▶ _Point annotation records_
● ● ● ●

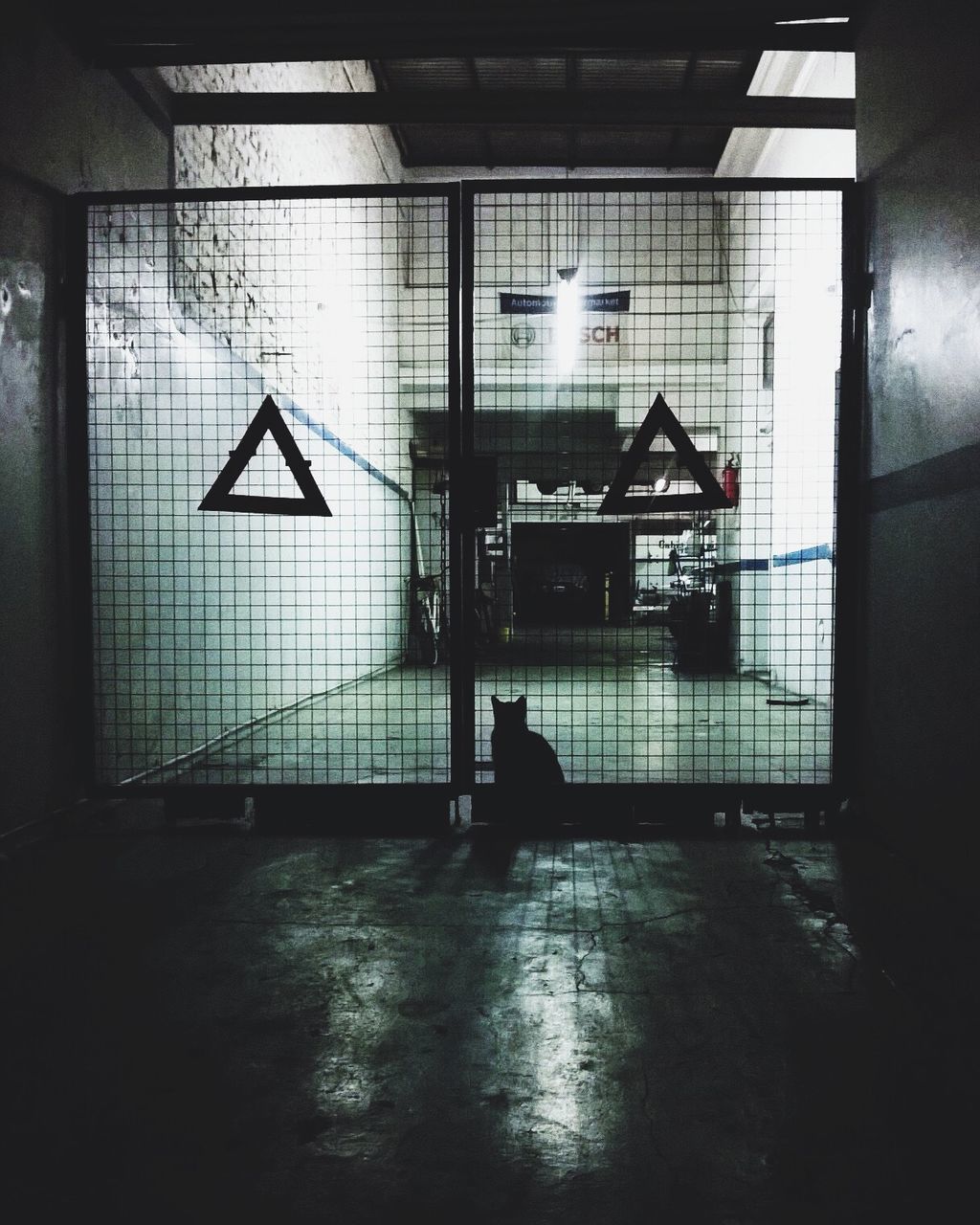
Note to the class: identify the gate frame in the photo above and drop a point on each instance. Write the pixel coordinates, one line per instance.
(460, 200)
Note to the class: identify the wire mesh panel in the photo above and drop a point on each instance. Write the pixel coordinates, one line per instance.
(656, 376)
(268, 600)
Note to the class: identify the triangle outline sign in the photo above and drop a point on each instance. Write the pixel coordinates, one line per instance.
(658, 418)
(267, 420)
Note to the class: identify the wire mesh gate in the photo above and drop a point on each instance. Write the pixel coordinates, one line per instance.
(324, 536)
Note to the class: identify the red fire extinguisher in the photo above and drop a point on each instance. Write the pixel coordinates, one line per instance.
(730, 480)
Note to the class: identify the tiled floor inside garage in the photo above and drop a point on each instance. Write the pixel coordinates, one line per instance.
(215, 1024)
(609, 701)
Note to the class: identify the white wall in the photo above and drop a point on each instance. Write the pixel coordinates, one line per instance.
(268, 156)
(789, 152)
(209, 620)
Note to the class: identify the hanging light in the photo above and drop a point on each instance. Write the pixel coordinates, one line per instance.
(567, 319)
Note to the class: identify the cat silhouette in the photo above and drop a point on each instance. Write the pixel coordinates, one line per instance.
(521, 756)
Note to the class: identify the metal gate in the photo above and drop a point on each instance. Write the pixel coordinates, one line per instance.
(324, 532)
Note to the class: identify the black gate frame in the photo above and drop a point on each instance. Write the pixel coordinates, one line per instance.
(411, 797)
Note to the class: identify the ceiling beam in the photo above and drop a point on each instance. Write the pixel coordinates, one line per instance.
(516, 108)
(399, 38)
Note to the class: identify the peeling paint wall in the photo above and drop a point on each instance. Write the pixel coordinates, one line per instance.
(918, 125)
(271, 156)
(62, 127)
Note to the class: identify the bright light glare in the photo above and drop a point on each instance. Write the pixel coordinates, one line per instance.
(567, 323)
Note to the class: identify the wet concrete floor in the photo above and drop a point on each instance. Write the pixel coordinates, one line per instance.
(221, 1026)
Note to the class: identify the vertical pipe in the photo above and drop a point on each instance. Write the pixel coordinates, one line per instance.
(462, 543)
(79, 525)
(849, 523)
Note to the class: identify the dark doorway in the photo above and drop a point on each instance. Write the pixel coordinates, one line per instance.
(571, 573)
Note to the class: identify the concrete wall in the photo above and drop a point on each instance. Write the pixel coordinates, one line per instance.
(267, 156)
(918, 126)
(62, 127)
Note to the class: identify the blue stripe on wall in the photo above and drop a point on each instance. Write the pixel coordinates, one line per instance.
(746, 564)
(814, 552)
(338, 444)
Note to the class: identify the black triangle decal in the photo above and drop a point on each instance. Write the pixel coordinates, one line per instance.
(659, 416)
(266, 420)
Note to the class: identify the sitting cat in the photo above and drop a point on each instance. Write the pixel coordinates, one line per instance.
(521, 756)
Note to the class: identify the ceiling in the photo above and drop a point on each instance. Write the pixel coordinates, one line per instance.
(534, 83)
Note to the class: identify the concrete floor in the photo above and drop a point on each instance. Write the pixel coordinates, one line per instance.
(607, 700)
(211, 1024)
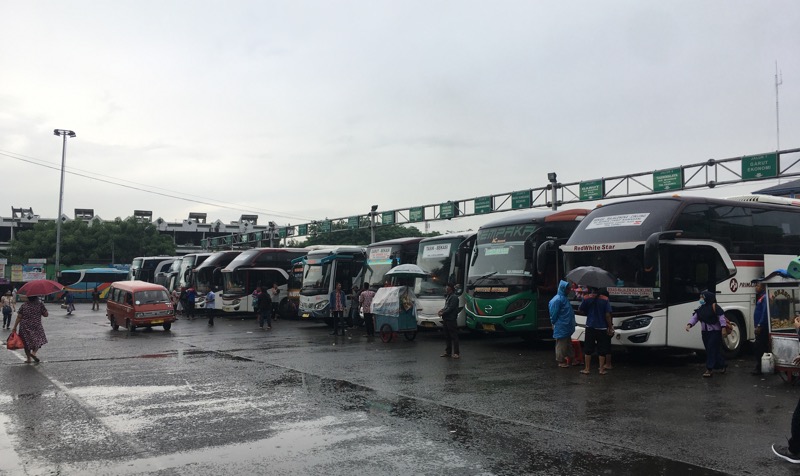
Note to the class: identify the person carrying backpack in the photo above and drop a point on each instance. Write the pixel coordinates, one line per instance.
(712, 320)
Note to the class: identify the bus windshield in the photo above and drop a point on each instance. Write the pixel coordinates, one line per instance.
(437, 259)
(317, 277)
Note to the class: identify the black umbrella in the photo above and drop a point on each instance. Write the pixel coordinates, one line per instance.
(592, 276)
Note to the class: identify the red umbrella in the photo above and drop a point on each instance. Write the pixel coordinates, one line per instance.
(40, 287)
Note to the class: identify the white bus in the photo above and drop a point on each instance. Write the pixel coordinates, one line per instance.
(322, 269)
(439, 256)
(665, 251)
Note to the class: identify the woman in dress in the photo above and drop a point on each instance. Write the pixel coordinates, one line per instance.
(29, 326)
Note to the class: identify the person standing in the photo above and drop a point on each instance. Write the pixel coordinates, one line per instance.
(761, 327)
(211, 306)
(274, 291)
(69, 299)
(562, 317)
(712, 320)
(29, 326)
(9, 306)
(791, 453)
(338, 303)
(599, 329)
(449, 315)
(365, 301)
(191, 297)
(95, 299)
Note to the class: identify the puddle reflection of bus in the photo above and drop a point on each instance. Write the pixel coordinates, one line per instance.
(322, 269)
(81, 282)
(258, 267)
(445, 258)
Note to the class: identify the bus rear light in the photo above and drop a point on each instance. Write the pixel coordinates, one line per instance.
(639, 338)
(635, 323)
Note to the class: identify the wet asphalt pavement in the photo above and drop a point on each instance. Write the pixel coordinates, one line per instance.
(295, 400)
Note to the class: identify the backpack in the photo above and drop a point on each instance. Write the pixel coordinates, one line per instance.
(709, 317)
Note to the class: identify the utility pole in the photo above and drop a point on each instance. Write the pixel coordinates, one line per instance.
(778, 82)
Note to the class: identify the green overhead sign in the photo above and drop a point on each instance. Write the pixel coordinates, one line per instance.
(760, 166)
(592, 190)
(483, 205)
(521, 199)
(416, 214)
(666, 180)
(447, 210)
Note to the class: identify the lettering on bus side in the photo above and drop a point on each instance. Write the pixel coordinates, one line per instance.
(603, 247)
(505, 233)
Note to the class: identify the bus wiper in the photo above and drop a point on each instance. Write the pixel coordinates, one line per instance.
(481, 278)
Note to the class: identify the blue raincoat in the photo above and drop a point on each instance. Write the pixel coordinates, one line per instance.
(561, 314)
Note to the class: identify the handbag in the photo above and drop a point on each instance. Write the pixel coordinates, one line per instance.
(14, 342)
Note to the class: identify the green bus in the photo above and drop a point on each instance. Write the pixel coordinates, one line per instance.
(515, 267)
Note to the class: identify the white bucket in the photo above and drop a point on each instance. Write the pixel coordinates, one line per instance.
(767, 365)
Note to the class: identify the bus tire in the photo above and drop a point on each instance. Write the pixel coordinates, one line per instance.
(733, 343)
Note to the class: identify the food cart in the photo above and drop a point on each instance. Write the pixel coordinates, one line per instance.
(783, 292)
(395, 310)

● ● ● ●

▶ _Task description_
Put every line of the records above into a numbered list, skipping blank lines and omitting the pictures.

▶ _The output_
1. Note to the class: identify the gate frame in the photo above and drop a point on each instance. Write the pixel coordinates, one line per instance.
2. (460, 200)
3. Note to the class: identify the wire mesh panel in the photo above and drop a point on each instance. Write the pixel coordinates, one line per instance.
4. (656, 376)
5. (268, 600)
6. Note to the class: identify the triangle outline sign in the photo above and drop a point on each instance. Write the pixel coordinates, one line per instance.
7. (658, 418)
8. (267, 420)
9. Note to the class: identify the wire mesh gate in the photo above and drop a point on each instance. Write the pixel coordinates, one line per instance.
10. (324, 536)
11. Note to the class: identify the red fire extinguisher in the photo above and drop a point on each instance. Write the pixel coordinates, one line per instance.
12. (730, 480)
13. Note to the class: identify the tiled floor inside garage in the photo above and drop a point on each instance. Write the pixel coordinates, one line per instance.
14. (215, 1024)
15. (609, 701)
16. Note to the class: identify the white wall in the photo above and drop a point on each instance. Write the pixel coordinates, one line per instance.
17. (268, 156)
18. (789, 152)
19. (209, 620)
20. Note to the class: identify the hanging light in the photo above and drop a point on each instance. Write the pixel coordinates, one line per instance.
21. (567, 319)
22. Note to the class: identify the cat silhouette in the photo above and drop a point on each instance. Write the pixel coordinates, one line per instance.
23. (521, 756)
24. Note to the class: identify the metal gate in the photo above and drop a point on each instance. Write the pixel coordinates, one line per instance.
25. (324, 532)
26. Note to the class: identify the black gate frame in the photo above and drop a point on each instance. Write the pixel coordinates, one line per instance.
27. (411, 797)
28. Note to the class: identify the ceiling beam in the photo above and drop a point on each instance. Write the pixel coordinates, one line per instance.
29. (516, 108)
30. (399, 38)
31. Note to the class: identify the peeling paint wall in the photo above and drop a point on each instance. Write the pixel coordinates, one line per instance.
32. (918, 125)
33. (271, 156)
34. (62, 127)
35. Note to the class: identify the bright light glare in the photo above and drop a point on each instance. Write the pixel coordinates, one line per instance.
36. (567, 323)
37. Note to the class: identify the wet concrete floor in the photo above and drop a point on each instance. Write the pixel coordinates, one line per instance.
38. (221, 1026)
39. Note to the class: identify the vertical pipe in the photo above and drop a point on each instance. Write the pixel coordinates, one line per instance.
40. (462, 543)
41. (79, 525)
42. (849, 523)
43. Note to the class: identify the dark doorway in the photo above and drop a point on each instance. Write the pixel coordinates, one line per instance.
44. (571, 573)
45. Note to the class: identify the concrete wall in the photo above and drop a point on each instance. Write the pixel coordinates, one line per instance.
46. (267, 156)
47. (918, 126)
48. (62, 127)
49. Note to the class: identify the blue stripe on wall in the photo above and drop a point on each instance. Write the pixel coordinates, one line per instance.
50. (746, 564)
51. (814, 552)
52. (338, 444)
53. Note to the class: identify the black triangle decal in the photo above and drop a point on each instance. Write the pixel coordinates, one line per instance.
54. (659, 416)
55. (266, 420)
56. Note to the class: identify the sitting cat in the photo above and drop a point on each instance. Write the pixel coordinates, one line per instance.
57. (521, 756)
58. Note to the class: identify the ceiling in the photo above and drop a point on each instance. Write the pixel coordinates, one line per instance.
59. (534, 83)
60. Note to the class: identify the concrete floor in the photo above and drop a point on each instance. Write the pixel coordinates, one line per instance.
61. (607, 700)
62. (211, 1024)
63. Note to the class: identify the person carrying backpack in the photo above and drop a point on each instance. Write the pixel coordinates, one line per instance.
64. (712, 320)
65. Note to the class: identify the bus windshield in the photo above and drop a point on each instance. Write the pixel coordinates, one line per instance.
66. (437, 259)
67. (317, 277)
68. Note to the class: identify the black umbrella in the photo above and drop a point on each instance. Write the pixel coordinates, one line per instance.
69. (592, 276)
70. Note to the class: identify the red umbrella in the photo above and drop a point on each instance. Write the pixel coordinates, one line per instance.
71. (40, 287)
72. Note to the class: identify the white bus in the photo above and drop a point on each instance. Write the pixel coordinates, one line per instance.
73. (322, 269)
74. (439, 256)
75. (665, 251)
76. Note to the class: identify the woman in dress in the photo above and drop a point on each instance. Write the pixel coordinates, one line per instance.
77. (29, 326)
78. Note to the class: identify the person standing in the photo above and drop a point on each instance. Write the pixel coordinates, one line per instance.
79. (761, 327)
80. (211, 306)
81. (274, 291)
82. (69, 299)
83. (562, 317)
84. (712, 320)
85. (29, 326)
86. (9, 306)
87. (791, 453)
88. (338, 303)
89. (599, 329)
90. (449, 315)
91. (365, 301)
92. (191, 297)
93. (95, 299)
94. Note to the class: identify the puddle reflection of bus in the photo above and drop a point on each instance. Write the pixel coordinates, one line per instance.
95. (322, 269)
96. (81, 282)
97. (258, 267)
98. (445, 258)
99. Note to the class: identify the bus rear light in the photo above and drop a point on each instance. Write the pixel coordinates, one line per instance.
100. (639, 338)
101. (635, 323)
102. Note to the class: identify the wet asphalt pavement in the photo above and drop a point on each instance. Write the pixel coordinates, one line per instance.
103. (295, 400)
104. Note to the class: identify the backpack in the photo above and drop a point on each instance. Write the pixel coordinates, one line per instance.
105. (709, 317)
106. Note to the class: identify the utility pole in the photo above and drop a point on each instance. Write the pixel coordinates, one line per instance.
107. (778, 82)
108. Note to the class: identify the green overhead sign in the photo above and drop a point on each instance. Write the pixel coordinates, one line per instance.
109. (760, 166)
110. (592, 190)
111. (483, 205)
112. (521, 199)
113. (416, 214)
114. (666, 180)
115. (447, 210)
116. Note to the class: identify the lettering on bus side in the photo above and drop a point on each instance. Write the pixel coordinates, one line per instance.
117. (603, 247)
118. (505, 233)
119. Note to the class: identify the bus wiper in the photo above and drop a point on each instance. Write the pixel coordinates, one line per instance.
120. (481, 278)
121. Note to the class: identify the blue raincoat in the photo above and drop a point on each instance. Write the pixel coordinates, one line per instance.
122. (561, 314)
123. Note to the class: identify the handbag in the photo above and drop a point on each instance. Write the pixel coordinates, one line per instance.
124. (14, 342)
125. Note to the class: identify the green bus in the photo above and drop a point on each instance. Write the pixel coordinates, one line per instance.
126. (515, 267)
127. Note to the class: identify the white bucket in the photo above and drop a point on each instance. Write the pixel coordinates, one line per instance.
128. (767, 365)
129. Note to the class: identify the bus tire in the photo above and drop a point on each instance. Write the pixel coordinates, one line per instance.
130. (733, 343)
131. Note to the class: identify the food cart in the photo above and drop a point on each instance. Write the pixel coordinates, one line per instance.
132. (783, 292)
133. (395, 310)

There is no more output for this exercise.